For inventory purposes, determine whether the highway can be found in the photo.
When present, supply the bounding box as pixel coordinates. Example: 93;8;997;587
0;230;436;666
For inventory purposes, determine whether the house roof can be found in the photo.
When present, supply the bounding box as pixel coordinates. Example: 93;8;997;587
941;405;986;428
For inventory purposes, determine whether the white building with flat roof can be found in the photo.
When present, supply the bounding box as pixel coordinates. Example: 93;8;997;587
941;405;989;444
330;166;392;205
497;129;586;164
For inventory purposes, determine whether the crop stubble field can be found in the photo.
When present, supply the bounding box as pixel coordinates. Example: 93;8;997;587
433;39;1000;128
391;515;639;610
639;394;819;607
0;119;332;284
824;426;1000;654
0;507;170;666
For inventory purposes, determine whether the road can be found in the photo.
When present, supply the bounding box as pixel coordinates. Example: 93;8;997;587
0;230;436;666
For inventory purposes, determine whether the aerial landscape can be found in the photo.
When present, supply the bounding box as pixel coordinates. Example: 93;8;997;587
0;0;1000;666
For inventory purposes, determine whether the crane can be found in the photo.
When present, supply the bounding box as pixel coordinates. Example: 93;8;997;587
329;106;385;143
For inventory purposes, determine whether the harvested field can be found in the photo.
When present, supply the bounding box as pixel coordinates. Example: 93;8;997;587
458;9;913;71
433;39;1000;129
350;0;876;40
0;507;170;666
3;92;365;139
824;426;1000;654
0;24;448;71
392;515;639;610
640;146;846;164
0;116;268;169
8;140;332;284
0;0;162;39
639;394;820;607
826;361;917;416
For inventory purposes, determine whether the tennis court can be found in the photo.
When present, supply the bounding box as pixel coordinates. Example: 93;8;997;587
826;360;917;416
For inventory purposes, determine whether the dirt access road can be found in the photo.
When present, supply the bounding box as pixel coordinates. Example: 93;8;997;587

:: REQUIRED WORK ::
Reproduce the entire listing above verbatim, from its first line through its last.

:: RESPONSE ::
For inventory purposes, determine whether the highway can be found in the photo.
When present, supply the bounding box as pixel coordinates. Example: 93;8;997;587
0;230;436;666
For inventory purposes, determine whether the house roof can be found in the photo.
When present, supply the bounding box as pixel coordinates. Example: 93;8;997;587
941;405;986;428
For inventory purposes, determine whether the white building with flat roof can be found in the photo.
When present, supply the bounding box as pixel coordinates. Example: 93;8;997;587
941;405;989;444
330;166;392;205
497;129;586;164
For inventory purposes, determine whether the crop stubble field can be found in the photo.
When present, supply the bounding box as pixel coordinates. Example: 93;8;997;587
433;39;1000;128
391;515;639;610
639;394;819;607
0;119;332;284
824;426;1000;654
0;507;170;666
For inventory purposes, determine whether the road can be found in the photo.
When present, supply the bounding box as pixel coordinates. Example: 93;8;997;587
0;230;436;666
For inventory purposes, determine whether the aerial landscape can be found in the photo.
When present, supply the bounding box as pixel coordinates. Example: 93;8;997;587
0;0;1000;666
For inventory purposes, determine whether the crane can be found in the photo.
When present, supply the bounding box as pixel coordinates. Example: 93;8;997;587
329;106;385;143
For inventory purposes, determine whether the harvested field can be found in the photo.
When present, supply the bounding box as pixel coordinates. Example: 93;8;997;587
458;9;913;71
433;39;1000;129
350;0;876;40
0;507;170;666
3;92;365;139
824;426;1000;654
0;24;448;71
392;515;639;610
640;146;846;164
0;116;268;169
8;140;332;284
0;0;162;39
639;394;820;607
826;361;917;416
For inventory purposes, determine whether the tennis court can be found in the photo.
When present, supply the bounding box as pixel coordinates. Example: 93;8;997;587
826;360;917;416
For inventory purposes, determine whether the dirt access road can be found in the photo.
When present, supply the bounding box as pixel coordinates. Example: 93;8;997;587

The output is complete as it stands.